* _CHALLENGE 1_: In the passage on Obomsawin's films, what term does Gerald Vizenor use for the strange simulation found where the actual Native should be?
* _CHALLENGE 2_: Decide whether each statement agrees with the passage on Obomsawin's films, answering yes or no and quoting the words that settle it: (a) Obomsawin's latest films present Mi'kmaq people as uniform in class and attitude. (b) Vizenor suggests that stories of indian absence are worth more to publishers than a sense of presence. (c) Some of the men in Our Nationhood come across as soft-spoken.
* _CHALLENGE 3_: Please pick up the passage on Obomsawin's films after its last sentence and carry it further.

* _GIVEN PASSAGE_:

BEGIN

Her willingness to accept Native communities on their own terms carries over into her presentation of Native individuality: Obomsawin refuses to homogenize Native subjectivities to create what one might sarcastically call the universal, omni-purpose Indian. For example, her latest films highlight the extraordinary diversity of Mi'kmaq people in terms of class, education, appearance, and attitude. Some of the men in Is the Crown at War with Us? and Our Nationhood seem to fulfill stereotypes of defiantly macho, camouflaged warriors, while others come across as soft-spoken, contemplative, and intellectual—and more than one fit into both camps. In acknowledging such complexity Obomsawin captures the diversity of Native experience in a way that confounds mass media stereotypes, replacing Native absence with an unexpected presence. Her work is a passionate response to the black hole in the mass media where the actual Native should be but where instead there is only a strange simulation that Gerald Vizenor calls an 'indian.' Musing about the best-selling books in which faux indians provide a decorative New Age motif, Vizenor has suggested that 'the tragic stories of an indian absence are worthmore to publishers than a real sense of presence and survivance.' In other words, most audiences expect fulfillment of their hoary stereotypes about Natives, and the 'media simulation' of the indian serves this purpose, saturating popular culture in Canada and the United States despite lacking any real 'native connection or constituency.' In the hands of someone like Obomsawin, a cinema of sovereignty can attempt to make this connection, to address this constituency, to fill in the hole where the indian has lived with something more than ersatz projections. It is about the creation of space for Native actuality.

END

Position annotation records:
BEGIN

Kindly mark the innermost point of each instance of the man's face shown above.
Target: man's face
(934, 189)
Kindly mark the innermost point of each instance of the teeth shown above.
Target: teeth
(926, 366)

END

* _RESPONSE 1_: He calls it an "indian."

* _RESPONSE 2_:
(a) No: "her latest films highlight the extraordinary diversity of Mi'kmaq people in terms of class, education, appearance, and attitude"
(b) Yes: "the tragic stories of an indian absence are worthmore to publishers than a real sense of presence and survivance"
(c) Yes: "others come across as soft-spoken, contemplative, and intellectual"

* _RESPONSE 3_:
Obomsawin’s rejection of the mythic indian provides an important antidote to a problematic notion floating through recent anthropological discourse, the idea that films on indigenous people need to indulge the preconceptions of outsiders in order to have an impact. In making a documentary about the Mi’kmaq in the early 1980s, the anthropologist Harald Prins decided that 'exotic imagery' is what gets Native faces on television, and that, without a dose of primitivism, a so-called cultural survival film would have little chance to appear before a mass audience. For this reason, he argued in the pages of Visual Anthropology in 1997 that such films must carefully pander to the Western fetish for romantic Native stereotypes, if only as part of a pragmatic media strategy that 'promotes a people’s general public appeal.' Barring such indulgence, Native people will have lost a rare opportunity to engender much-needed sympathy among the dominant society, where a quiet yearning for an Edenic alternative has created an 'ideological fund of goodwill towards indigenous peoples as "victims of progress"' struggling to hang onto a more 'harmonious,' 'natural,' and 'innocent' way of life. Given these assumptions, Prins believed that a well-designed cultural survival film could tap into this fund of goodwill as the first step toward political mobilization around Native issues.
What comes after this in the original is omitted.